● **Aim**: Leaving out the pictures, retype all the material exactly.
--- Start ---
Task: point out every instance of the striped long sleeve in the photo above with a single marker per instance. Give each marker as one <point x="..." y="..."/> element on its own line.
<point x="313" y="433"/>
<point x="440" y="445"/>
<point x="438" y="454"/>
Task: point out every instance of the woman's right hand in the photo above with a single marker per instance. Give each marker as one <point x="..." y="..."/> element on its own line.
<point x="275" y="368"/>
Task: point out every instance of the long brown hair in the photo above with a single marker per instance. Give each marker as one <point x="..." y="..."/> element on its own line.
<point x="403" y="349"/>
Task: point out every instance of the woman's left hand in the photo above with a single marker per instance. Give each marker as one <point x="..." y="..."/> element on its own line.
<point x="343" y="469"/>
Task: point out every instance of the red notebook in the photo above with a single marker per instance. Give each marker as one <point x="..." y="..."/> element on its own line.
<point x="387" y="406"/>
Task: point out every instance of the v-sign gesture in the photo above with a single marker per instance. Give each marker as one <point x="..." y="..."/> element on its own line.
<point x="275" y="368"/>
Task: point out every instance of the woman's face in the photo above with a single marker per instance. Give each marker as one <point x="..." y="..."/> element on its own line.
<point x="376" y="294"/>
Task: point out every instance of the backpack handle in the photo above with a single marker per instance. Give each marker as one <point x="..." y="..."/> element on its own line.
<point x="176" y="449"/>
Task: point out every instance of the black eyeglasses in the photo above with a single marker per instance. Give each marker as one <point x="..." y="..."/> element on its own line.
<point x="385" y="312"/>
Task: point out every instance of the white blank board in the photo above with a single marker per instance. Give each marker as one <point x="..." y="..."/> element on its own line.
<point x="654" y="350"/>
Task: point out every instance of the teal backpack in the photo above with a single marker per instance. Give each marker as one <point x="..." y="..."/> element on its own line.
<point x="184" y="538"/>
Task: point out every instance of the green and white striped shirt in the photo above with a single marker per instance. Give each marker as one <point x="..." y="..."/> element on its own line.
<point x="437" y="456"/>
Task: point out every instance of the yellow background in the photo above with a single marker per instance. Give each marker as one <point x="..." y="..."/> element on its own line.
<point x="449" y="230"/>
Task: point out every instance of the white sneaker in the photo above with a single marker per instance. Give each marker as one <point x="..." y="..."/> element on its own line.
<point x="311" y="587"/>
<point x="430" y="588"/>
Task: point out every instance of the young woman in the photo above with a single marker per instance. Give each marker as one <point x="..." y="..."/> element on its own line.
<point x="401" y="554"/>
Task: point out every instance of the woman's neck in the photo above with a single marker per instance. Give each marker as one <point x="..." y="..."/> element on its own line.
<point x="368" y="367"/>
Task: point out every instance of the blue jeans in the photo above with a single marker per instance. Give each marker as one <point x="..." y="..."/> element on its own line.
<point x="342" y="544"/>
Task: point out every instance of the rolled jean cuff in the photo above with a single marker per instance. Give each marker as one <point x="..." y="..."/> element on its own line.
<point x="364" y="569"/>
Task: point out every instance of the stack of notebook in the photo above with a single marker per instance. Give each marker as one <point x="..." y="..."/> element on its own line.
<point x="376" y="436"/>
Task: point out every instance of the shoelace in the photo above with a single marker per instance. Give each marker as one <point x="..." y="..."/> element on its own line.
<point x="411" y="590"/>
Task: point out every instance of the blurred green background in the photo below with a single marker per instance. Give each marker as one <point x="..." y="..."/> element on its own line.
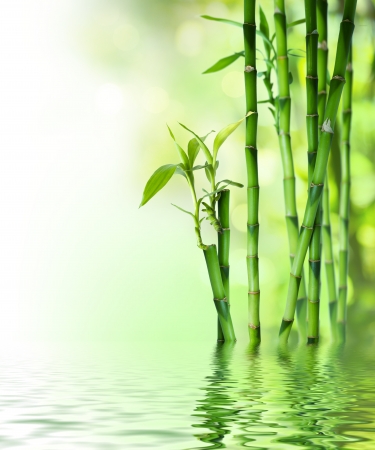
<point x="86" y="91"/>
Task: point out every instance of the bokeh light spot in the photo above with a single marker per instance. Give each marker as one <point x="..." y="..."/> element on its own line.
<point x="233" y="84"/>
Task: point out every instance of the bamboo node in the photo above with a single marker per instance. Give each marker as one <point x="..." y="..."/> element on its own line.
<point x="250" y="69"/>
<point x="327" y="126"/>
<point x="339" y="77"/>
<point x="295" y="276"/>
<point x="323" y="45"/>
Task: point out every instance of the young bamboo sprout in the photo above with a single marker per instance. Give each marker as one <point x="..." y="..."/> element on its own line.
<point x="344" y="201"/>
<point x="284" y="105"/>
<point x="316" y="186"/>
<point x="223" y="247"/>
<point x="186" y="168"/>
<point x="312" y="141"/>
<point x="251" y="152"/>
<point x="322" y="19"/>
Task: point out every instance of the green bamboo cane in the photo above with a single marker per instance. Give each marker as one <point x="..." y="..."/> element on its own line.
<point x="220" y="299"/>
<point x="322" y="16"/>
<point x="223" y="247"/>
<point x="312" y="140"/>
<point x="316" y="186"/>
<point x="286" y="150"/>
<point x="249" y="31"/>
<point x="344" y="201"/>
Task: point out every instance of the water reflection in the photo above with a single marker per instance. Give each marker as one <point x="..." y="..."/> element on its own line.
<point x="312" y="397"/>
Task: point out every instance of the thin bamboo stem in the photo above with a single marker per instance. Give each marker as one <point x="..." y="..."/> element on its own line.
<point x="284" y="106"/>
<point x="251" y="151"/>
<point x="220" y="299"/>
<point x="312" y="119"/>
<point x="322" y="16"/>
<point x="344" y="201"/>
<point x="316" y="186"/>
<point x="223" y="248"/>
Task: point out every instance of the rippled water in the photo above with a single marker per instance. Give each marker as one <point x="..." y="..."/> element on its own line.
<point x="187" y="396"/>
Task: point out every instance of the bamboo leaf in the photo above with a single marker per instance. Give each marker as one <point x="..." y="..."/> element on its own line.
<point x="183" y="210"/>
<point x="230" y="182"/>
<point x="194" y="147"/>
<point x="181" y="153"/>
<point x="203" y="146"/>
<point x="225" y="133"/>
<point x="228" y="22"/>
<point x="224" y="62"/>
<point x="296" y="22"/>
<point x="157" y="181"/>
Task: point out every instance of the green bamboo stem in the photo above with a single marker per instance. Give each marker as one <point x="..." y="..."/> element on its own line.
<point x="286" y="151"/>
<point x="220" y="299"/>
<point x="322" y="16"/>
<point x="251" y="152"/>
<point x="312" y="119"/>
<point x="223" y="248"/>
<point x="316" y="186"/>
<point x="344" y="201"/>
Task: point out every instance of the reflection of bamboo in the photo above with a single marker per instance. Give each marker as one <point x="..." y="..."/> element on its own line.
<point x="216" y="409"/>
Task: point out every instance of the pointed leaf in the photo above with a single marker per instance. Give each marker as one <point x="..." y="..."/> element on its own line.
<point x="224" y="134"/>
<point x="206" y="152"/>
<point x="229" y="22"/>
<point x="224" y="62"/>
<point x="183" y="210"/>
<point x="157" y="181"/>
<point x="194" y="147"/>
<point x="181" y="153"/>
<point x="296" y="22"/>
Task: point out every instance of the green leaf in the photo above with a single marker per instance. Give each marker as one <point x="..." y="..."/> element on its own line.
--- End ---
● **Complete answer**:
Task: point out every instance of the striped long sleeve in the photo above with a single marker per instance. Give each marker as one <point x="..." y="..."/> element on its own line.
<point x="313" y="433"/>
<point x="440" y="445"/>
<point x="438" y="454"/>
Task: point out every instance of the woman's right hand in the photo above with a single marker per instance. Give each marker as one <point x="..." y="..."/> element on its own line.
<point x="275" y="368"/>
Task: point out every instance of the long brown hair in the photo above with a single marker per instance. Give each marker as one <point x="..." y="..."/> element on its own line.
<point x="403" y="349"/>
Task: point out every instance of the woman's left hand in the photo above with a single marker per instance. Give each marker as one <point x="..." y="..."/> element on its own line.
<point x="343" y="469"/>
Task: point out every instance of the red notebook in the photo above with a single marker per instance. Give each marker as one <point x="..." y="..."/> element on its own line.
<point x="387" y="406"/>
Task: point out every instance of the v-sign gesture in the photo above with a single marker per instance. Give each marker as one <point x="..." y="..."/> element on its own line.
<point x="275" y="368"/>
Task: point out every instance of the woman's face in the photo above with a single marker per instance. Give each marker as one <point x="..." y="..."/> element on its own line.
<point x="376" y="294"/>
Task: point out every instance of the backpack handle in the photo above with a single marker per instance. Give each marker as one <point x="..." y="..."/> element on its own line.
<point x="176" y="449"/>
Task: point out every instance of the black eyeglasses in the photo above with a single marker per instance. Give each marker as one <point x="..." y="..."/> element on its own line.
<point x="385" y="312"/>
Task: point out every instance of the white blank board in the photo above with a single marker per instance. Give each marker as one <point x="..." y="..."/> element on its own line.
<point x="654" y="350"/>
Task: point out every instance of the teal backpack in the photo above with a single marker per instance. Give each marker as one <point x="..." y="..."/> element on its own line.
<point x="184" y="538"/>
Task: point out every instance of the green and white striped shirt in the photo above with a single marker per instance. Give each marker as one <point x="..." y="..."/> element on its own line.
<point x="437" y="456"/>
Task: point out every instance of the yellow background in the photo above with a single marker per instance. Give each marker as one <point x="..." y="..."/> element on its own line.
<point x="449" y="230"/>
Task: point out every instance of the white sneaker in the photo above with a single marker per instance. Give each marker as one <point x="..." y="..."/> element on its own line.
<point x="311" y="587"/>
<point x="430" y="588"/>
Task: point out every instance of the young woman in the photo above with a single marker per instance. Give each marker as one <point x="..." y="..."/> element on its own line.
<point x="401" y="554"/>
Task: point out every instance of the woman's neck in the photo above with a single marker per instance. Give each marker as one <point x="..." y="..."/> element on its own line.
<point x="368" y="367"/>
Task: point out every instance of the blue jeans in the photo above with a single marker per instance. Give each marker as one <point x="..." y="..."/> element on its own line.
<point x="342" y="544"/>
Task: point out every instance of the rolled jean cuff in the photo above with a single marker per instance. Give each marker as one <point x="..." y="..."/> element on its own line.
<point x="364" y="569"/>
Task: point out every instance of the stack of notebook in the photo above with a single marker per instance. Give each marker as one <point x="..." y="..."/> element on its own line.
<point x="376" y="436"/>
Task: point out every instance of the shoelace in the photo above with a single marker per instance. Give each marker as one <point x="..." y="..."/> element on its own line.
<point x="411" y="590"/>
Task: point out every instance of the blurred green background in the photo below with a single marker per instance. Give each marker as one <point x="..." y="..."/> element on its own line.
<point x="86" y="91"/>
Task: point out every instance of the bokeh light spot in the photo above with a single marker per instance. Give each marker as one <point x="..." y="..."/> element on its own line.
<point x="233" y="84"/>
Task: point out every instance of the bamboo node in the photo above with a single marker per instance. Give each marker as one <point x="..." y="..."/> element on its own line.
<point x="250" y="69"/>
<point x="327" y="126"/>
<point x="339" y="77"/>
<point x="295" y="276"/>
<point x="323" y="45"/>
Task: point out every instance of the young bamboo sprout in the photo above with a single marker per instance. Give each marker as one <point x="..." y="..."/> element on its own line.
<point x="344" y="201"/>
<point x="284" y="105"/>
<point x="316" y="186"/>
<point x="223" y="247"/>
<point x="186" y="168"/>
<point x="312" y="141"/>
<point x="251" y="152"/>
<point x="322" y="19"/>
Task: point out every instance of the green bamboo cane in the photo above with a single marker per instance. Give each marker as one <point x="..." y="..."/> element on its own line.
<point x="220" y="299"/>
<point x="322" y="16"/>
<point x="223" y="247"/>
<point x="312" y="140"/>
<point x="316" y="186"/>
<point x="286" y="150"/>
<point x="249" y="31"/>
<point x="344" y="201"/>
Task: point out every instance of the water reflection in the photo above with a single marker per instance. Give each marker as one <point x="..." y="..."/> element on its own line.
<point x="312" y="397"/>
Task: point out every instance of the thin bamboo stem in the photo above with a single marker per instance. Give each marker as one <point x="..." y="..."/> element on its own line.
<point x="284" y="106"/>
<point x="251" y="151"/>
<point x="220" y="299"/>
<point x="312" y="119"/>
<point x="322" y="16"/>
<point x="344" y="201"/>
<point x="316" y="186"/>
<point x="223" y="248"/>
Task: point out every instance of the rippled water in the photo above with a single marker per instance. Give each marker as one <point x="..." y="..."/> element on its own line.
<point x="187" y="396"/>
Task: point out every instance of the bamboo leaf in the photo above with a single marker per instance. Give each marker as one <point x="..." y="..."/> element on its own line.
<point x="183" y="210"/>
<point x="230" y="182"/>
<point x="194" y="147"/>
<point x="181" y="153"/>
<point x="203" y="146"/>
<point x="225" y="133"/>
<point x="228" y="22"/>
<point x="224" y="62"/>
<point x="296" y="22"/>
<point x="157" y="181"/>
Task: point out every instance of the green bamboo stem in the photo above with a single marker per instance. Give each marker as one <point x="..." y="..."/> element on its own line.
<point x="286" y="151"/>
<point x="220" y="299"/>
<point x="322" y="16"/>
<point x="251" y="152"/>
<point x="312" y="119"/>
<point x="223" y="248"/>
<point x="316" y="186"/>
<point x="344" y="201"/>
Task: point out every instance of the reflection of bamboo in the photo above with a single marker per instance. Give each marker as one <point x="..." y="..."/> element on its own line.
<point x="216" y="409"/>
Task: point out every instance of the pointed leaf in the photo above with a single marker per instance. Give each marker as one <point x="..." y="..."/> element on its own line.
<point x="224" y="134"/>
<point x="206" y="152"/>
<point x="229" y="22"/>
<point x="224" y="62"/>
<point x="183" y="210"/>
<point x="157" y="181"/>
<point x="194" y="147"/>
<point x="181" y="153"/>
<point x="296" y="22"/>
Task: point out every instance of the green leaf in the photo above with a single marker per instance. Give each marker as one <point x="..." y="..."/> element on its own line.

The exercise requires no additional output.